**DOCUMENTO**
· · · · ·
Uma startup afirma ter lançado balões meteorológicos que podem ter liberado partículas refletoras de enxofre na estratosfera, potencialmente cruzando uma barreira controversa no campo da geoengenharia solar.
A geoengenharia refere-se a esforços deliberados para manipular o clima refletindo mais luz solar de volta ao espaço, imitando um processo natural que ocorre após grandes erupções vulcânicas. Em teoria, a pulverização de enxofre e partículas semelhantes em quantidades suficientes poderia aliviar o aquecimento global.
Não é tecnicamente difícil liberar tais compostos na estratosfera. Mas os cientistas em sua maioria (embora não totalmente) se abstiveram de realizar experimentos externos em pequena escala. E não está claro se alguém já injetou materiais nessa camada específica da atmosfera no contexto da pesquisa relacionada à geoengenharia.
Isso é em parte porque é altamente controverso. Pouco se sabe sobre o efeito no mundo real dessas intervenções deliberadas em larga escala, mas elas podem ter efeitos colaterais perigosos. Os impactos também podem ser piores em algumas regiões do que em outras, o que pode provocar conflitos geopolíticos.
· · · · ·
**DADOS BRUTOS**
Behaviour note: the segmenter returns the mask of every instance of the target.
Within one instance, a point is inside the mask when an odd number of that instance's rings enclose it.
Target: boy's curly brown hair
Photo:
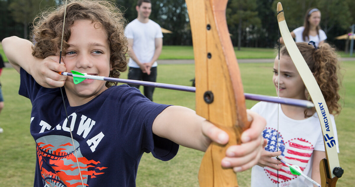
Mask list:
[[[317,49],[306,42],[297,42],[296,44],[311,71],[313,73],[324,97],[329,113],[339,114],[342,108],[339,103],[340,99],[339,91],[342,79],[340,77],[339,57],[335,49],[327,43]],[[285,46],[280,50],[280,53],[283,55],[290,56]],[[310,98],[308,99],[311,100]],[[305,110],[305,117],[311,116],[316,112],[315,108],[313,108],[311,114],[307,114],[307,110]]]
[[[35,18],[31,32],[34,43],[32,53],[34,56],[44,58],[59,55],[65,8],[63,5],[56,8],[49,9]],[[127,70],[127,42],[124,35],[126,23],[122,12],[113,4],[102,0],[73,0],[66,8],[62,55],[69,46],[67,41],[70,37],[70,27],[74,22],[91,20],[107,33],[110,49],[110,63],[113,68],[110,72],[110,76],[118,78],[121,72]],[[117,84],[107,82],[105,85],[109,87]]]

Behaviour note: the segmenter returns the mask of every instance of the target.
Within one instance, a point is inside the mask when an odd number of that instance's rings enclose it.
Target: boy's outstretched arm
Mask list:
[[[64,63],[59,63],[59,56],[44,59],[34,57],[32,55],[32,43],[17,36],[5,38],[2,44],[9,62],[19,73],[22,68],[44,87],[54,88],[64,85],[66,76],[56,73],[66,70]]]
[[[242,134],[242,144],[230,146],[221,163],[235,172],[245,171],[256,164],[263,147],[261,132],[265,120],[248,110],[248,119],[252,120],[250,128]],[[179,106],[168,107],[155,118],[153,132],[187,147],[205,151],[211,141],[222,144],[229,140],[228,134],[191,109]]]

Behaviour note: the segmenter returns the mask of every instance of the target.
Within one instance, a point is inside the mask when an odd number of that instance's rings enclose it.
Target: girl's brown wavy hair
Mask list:
[[[44,58],[59,55],[65,8],[63,5],[56,8],[49,9],[35,18],[31,33],[34,44],[33,55]],[[95,27],[102,27],[106,32],[110,49],[110,63],[113,68],[110,72],[110,76],[119,77],[121,72],[127,70],[127,43],[124,33],[126,22],[122,12],[113,3],[101,0],[73,0],[66,8],[62,55],[65,55],[69,46],[67,41],[70,37],[70,27],[74,22],[91,20],[95,23]],[[117,84],[107,82],[106,86],[109,87]]]
[[[313,73],[324,97],[329,113],[334,115],[339,114],[341,110],[341,106],[339,103],[340,99],[339,91],[342,79],[339,73],[339,57],[335,49],[327,43],[317,48],[306,42],[297,42],[296,44],[311,71]],[[285,46],[280,50],[280,53],[283,55],[290,56]],[[310,101],[310,98],[308,97]],[[312,114],[307,114],[307,111],[305,111],[305,117],[312,115],[316,112],[316,109],[313,108]]]

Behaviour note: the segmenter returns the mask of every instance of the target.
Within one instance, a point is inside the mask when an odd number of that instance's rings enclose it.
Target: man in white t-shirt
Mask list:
· · · · ·
**O QUE FAZER**
Quais palavras terminadas em "-mente" aparecem no texto sobre geoengenharia solar? Liste-as na ordem em que surgem.

**RESULTADO DO EXERCÍCIO**
potencialmente, tecnicamente, totalmente, altamente